Point annotation records:
= = =
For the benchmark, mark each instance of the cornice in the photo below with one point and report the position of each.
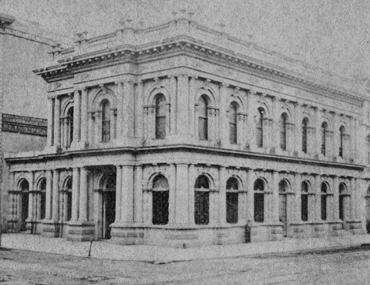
(183, 147)
(137, 54)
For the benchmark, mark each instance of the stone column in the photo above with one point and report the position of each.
(335, 198)
(173, 119)
(192, 117)
(182, 104)
(118, 193)
(76, 116)
(83, 203)
(182, 190)
(57, 122)
(50, 129)
(172, 194)
(31, 197)
(48, 194)
(139, 109)
(191, 195)
(55, 197)
(317, 132)
(250, 194)
(120, 96)
(84, 98)
(317, 207)
(222, 195)
(274, 202)
(138, 194)
(274, 131)
(224, 135)
(127, 193)
(75, 193)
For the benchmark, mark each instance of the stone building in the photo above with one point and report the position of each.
(23, 121)
(181, 134)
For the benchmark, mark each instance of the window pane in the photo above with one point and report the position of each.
(323, 207)
(160, 127)
(232, 207)
(201, 208)
(160, 207)
(203, 128)
(233, 135)
(304, 209)
(259, 207)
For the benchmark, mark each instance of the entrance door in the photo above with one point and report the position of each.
(24, 211)
(109, 212)
(283, 212)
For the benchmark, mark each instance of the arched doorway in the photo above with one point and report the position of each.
(24, 187)
(108, 205)
(368, 210)
(283, 209)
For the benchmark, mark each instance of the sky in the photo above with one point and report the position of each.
(331, 34)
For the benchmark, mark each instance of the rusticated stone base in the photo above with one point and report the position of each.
(81, 231)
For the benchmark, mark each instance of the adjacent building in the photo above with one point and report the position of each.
(180, 134)
(23, 120)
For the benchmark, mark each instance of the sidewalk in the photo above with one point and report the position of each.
(107, 250)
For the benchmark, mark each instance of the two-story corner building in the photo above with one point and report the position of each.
(180, 134)
(23, 121)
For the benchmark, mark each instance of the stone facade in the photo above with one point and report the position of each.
(179, 135)
(23, 120)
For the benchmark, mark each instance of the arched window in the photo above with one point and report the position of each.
(368, 150)
(201, 201)
(68, 200)
(203, 118)
(305, 135)
(304, 201)
(232, 187)
(106, 121)
(324, 192)
(283, 131)
(42, 187)
(160, 117)
(324, 134)
(68, 127)
(160, 200)
(259, 200)
(341, 141)
(24, 187)
(259, 129)
(233, 113)
(342, 197)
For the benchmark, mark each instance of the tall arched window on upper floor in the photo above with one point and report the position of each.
(106, 121)
(342, 134)
(67, 125)
(324, 192)
(201, 201)
(305, 135)
(259, 200)
(259, 127)
(42, 207)
(283, 131)
(160, 200)
(160, 116)
(342, 202)
(324, 137)
(203, 118)
(233, 114)
(304, 201)
(232, 200)
(368, 149)
(24, 187)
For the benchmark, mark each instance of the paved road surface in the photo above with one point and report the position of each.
(340, 267)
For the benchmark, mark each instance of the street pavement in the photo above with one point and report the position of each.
(157, 254)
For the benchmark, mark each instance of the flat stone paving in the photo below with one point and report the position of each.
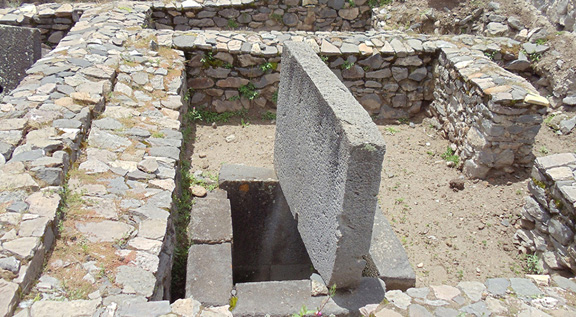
(44, 121)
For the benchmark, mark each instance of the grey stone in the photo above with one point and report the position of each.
(564, 283)
(388, 255)
(153, 308)
(139, 280)
(108, 124)
(64, 308)
(349, 139)
(209, 273)
(416, 310)
(20, 49)
(105, 231)
(497, 286)
(478, 309)
(10, 264)
(524, 287)
(474, 290)
(210, 221)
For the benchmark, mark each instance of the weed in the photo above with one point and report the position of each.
(232, 24)
(268, 66)
(532, 266)
(347, 65)
(276, 17)
(248, 91)
(208, 60)
(379, 3)
(449, 156)
(541, 41)
(157, 134)
(268, 115)
(391, 130)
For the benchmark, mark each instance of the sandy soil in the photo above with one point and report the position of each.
(449, 235)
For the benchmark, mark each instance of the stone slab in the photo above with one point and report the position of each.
(267, 245)
(389, 256)
(210, 221)
(20, 49)
(328, 157)
(209, 273)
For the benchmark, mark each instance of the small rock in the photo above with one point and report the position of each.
(198, 191)
(457, 184)
(230, 138)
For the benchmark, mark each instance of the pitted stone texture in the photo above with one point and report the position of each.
(328, 157)
(19, 50)
(209, 273)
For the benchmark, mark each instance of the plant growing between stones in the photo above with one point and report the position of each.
(248, 91)
(318, 312)
(449, 156)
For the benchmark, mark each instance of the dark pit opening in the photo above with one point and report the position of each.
(266, 244)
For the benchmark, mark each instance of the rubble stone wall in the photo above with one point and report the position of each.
(53, 20)
(264, 15)
(548, 214)
(491, 114)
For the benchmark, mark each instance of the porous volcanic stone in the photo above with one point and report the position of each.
(328, 156)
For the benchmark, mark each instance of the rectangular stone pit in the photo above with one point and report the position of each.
(328, 156)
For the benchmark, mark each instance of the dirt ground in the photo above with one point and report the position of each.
(449, 236)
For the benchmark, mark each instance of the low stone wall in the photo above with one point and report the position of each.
(264, 15)
(52, 19)
(391, 76)
(490, 114)
(548, 214)
(561, 13)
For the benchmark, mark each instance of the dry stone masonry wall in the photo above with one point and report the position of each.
(52, 19)
(549, 212)
(264, 15)
(491, 114)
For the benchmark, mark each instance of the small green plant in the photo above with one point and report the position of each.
(248, 91)
(208, 60)
(449, 156)
(532, 264)
(268, 115)
(232, 24)
(318, 312)
(491, 55)
(379, 3)
(391, 130)
(347, 65)
(541, 41)
(268, 66)
(276, 17)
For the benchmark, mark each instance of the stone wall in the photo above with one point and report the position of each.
(264, 15)
(548, 225)
(52, 19)
(391, 76)
(562, 13)
(490, 114)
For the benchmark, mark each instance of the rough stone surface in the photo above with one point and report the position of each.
(209, 273)
(20, 49)
(348, 139)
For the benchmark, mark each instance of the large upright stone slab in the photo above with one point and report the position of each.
(328, 157)
(19, 49)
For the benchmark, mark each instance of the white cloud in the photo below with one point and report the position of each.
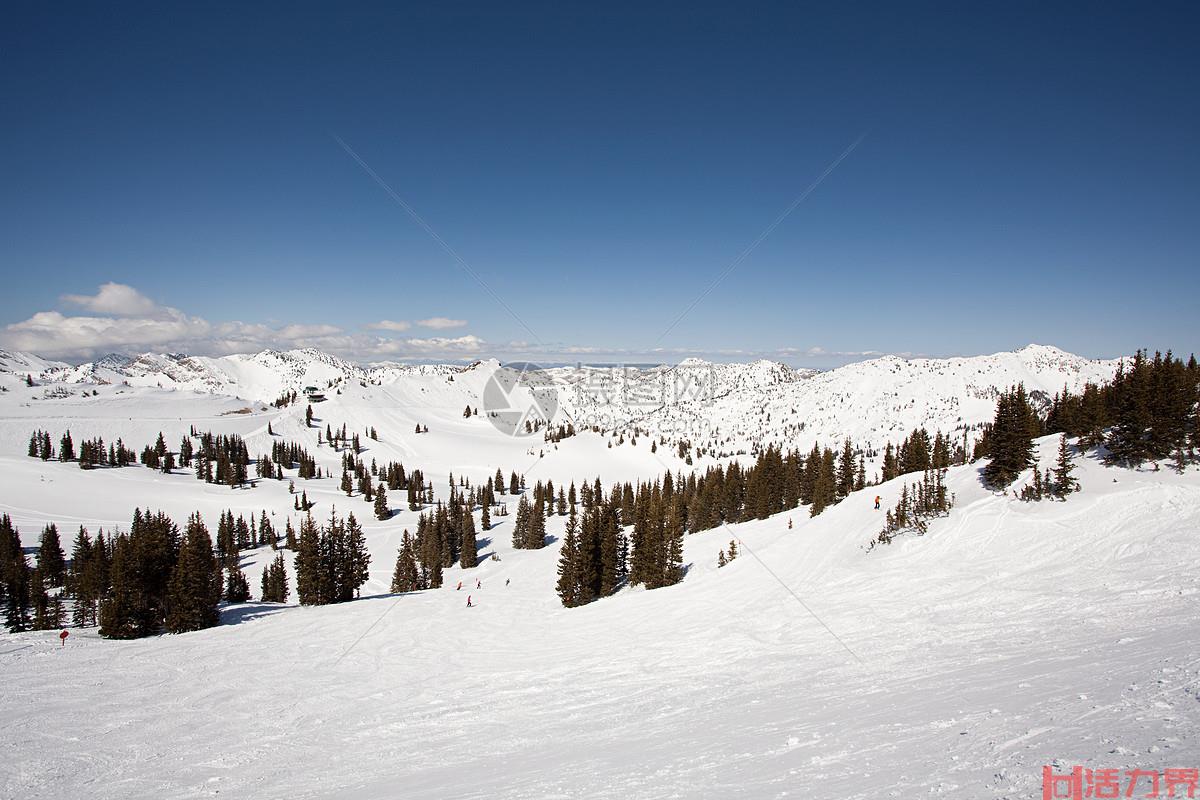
(115, 299)
(442, 323)
(389, 325)
(123, 319)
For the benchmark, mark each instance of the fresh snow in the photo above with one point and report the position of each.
(957, 663)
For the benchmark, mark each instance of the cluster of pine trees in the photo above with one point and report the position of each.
(1055, 482)
(444, 536)
(919, 503)
(288, 455)
(333, 560)
(25, 591)
(91, 451)
(1147, 413)
(150, 579)
(724, 560)
(275, 582)
(918, 453)
(219, 458)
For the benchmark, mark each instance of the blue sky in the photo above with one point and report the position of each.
(1024, 174)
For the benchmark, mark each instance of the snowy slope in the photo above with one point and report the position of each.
(953, 665)
(725, 409)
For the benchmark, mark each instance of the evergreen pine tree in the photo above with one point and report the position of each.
(381, 506)
(51, 559)
(1063, 482)
(195, 583)
(469, 557)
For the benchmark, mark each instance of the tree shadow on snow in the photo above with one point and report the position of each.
(239, 613)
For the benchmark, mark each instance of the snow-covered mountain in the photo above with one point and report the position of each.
(721, 409)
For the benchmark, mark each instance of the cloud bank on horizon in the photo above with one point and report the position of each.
(120, 319)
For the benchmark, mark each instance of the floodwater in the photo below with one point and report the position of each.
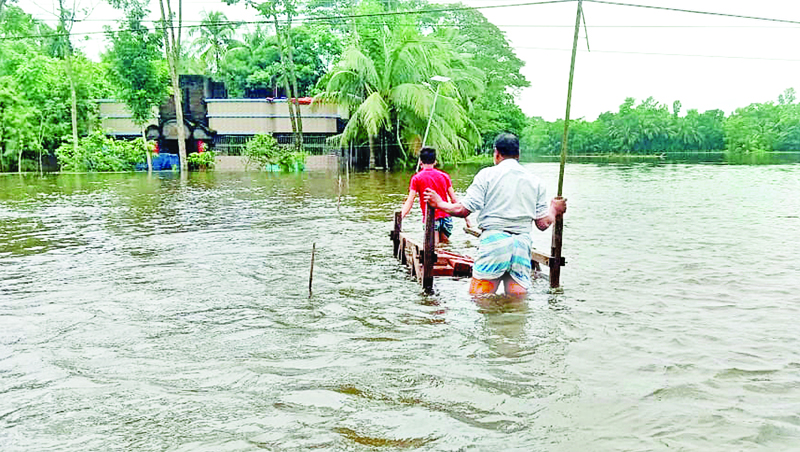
(154, 314)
= = =
### Task
Revise the part of the records that opens with the line containing "For the benchmark, mark each instance of the floodwater" and continues through the end of the records, replacing "floodwater" with "standing water" and leaving everything else unchanged. Omit the pictures from your answer.

### Completed exercise
For the benchmark, mark each instance of the standing water in the photo below with one point and report the position of each.
(154, 314)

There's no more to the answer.